— Begin RECORD EXCERPTS —
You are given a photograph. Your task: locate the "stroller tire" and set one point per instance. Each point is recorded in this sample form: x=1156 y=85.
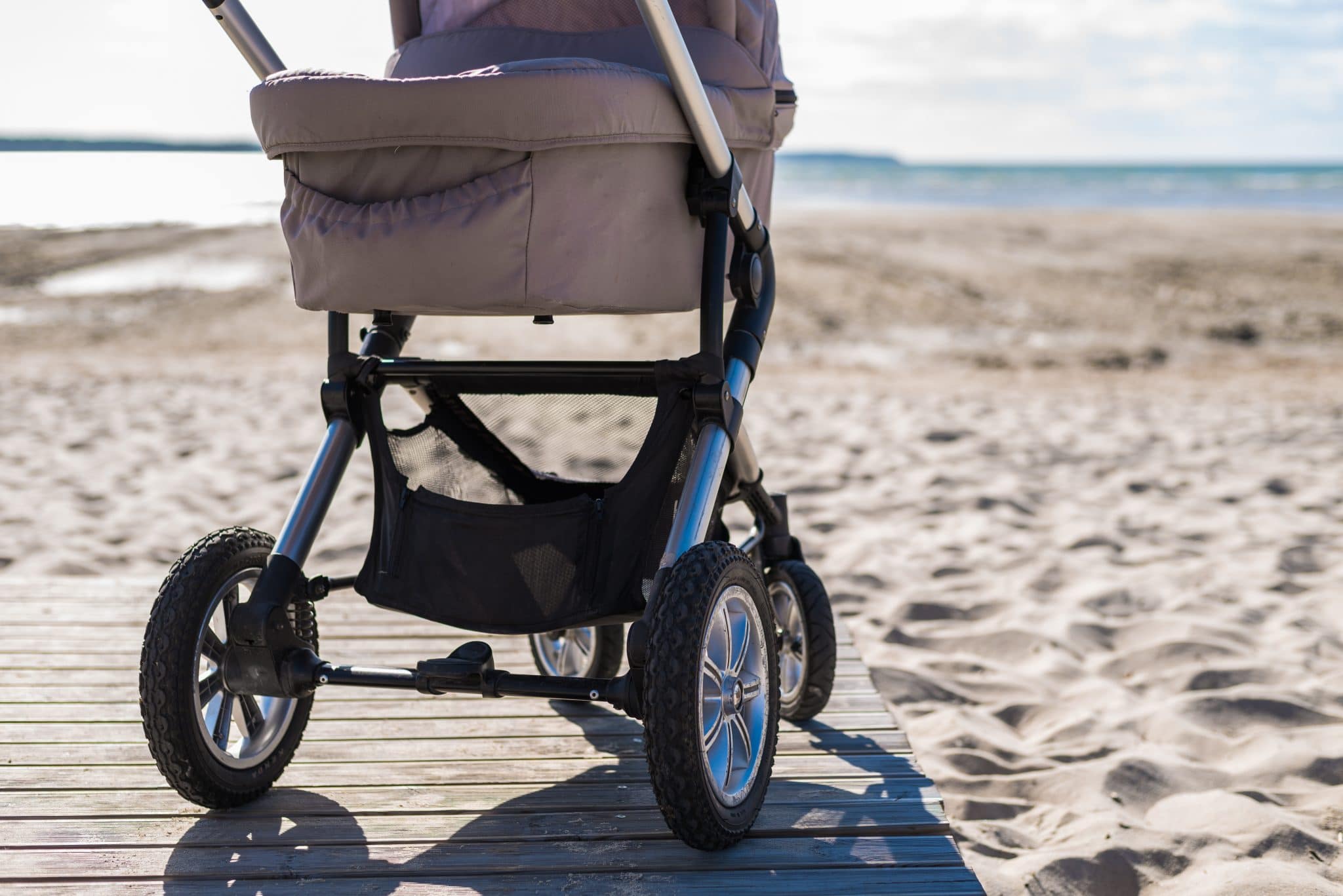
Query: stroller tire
x=601 y=650
x=806 y=638
x=216 y=749
x=711 y=696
— End RECORD EXCERPTS —
> **WORK TO DO**: Copy every line above word for word, leaving out the picture.

> **ANSWER**:
You are given a photograph. Your task: locate the "stroller tire" and set one point per instance. Each point is recorded in this sample form: x=1156 y=85.
Query: stroller tire
x=601 y=650
x=806 y=638
x=216 y=749
x=711 y=696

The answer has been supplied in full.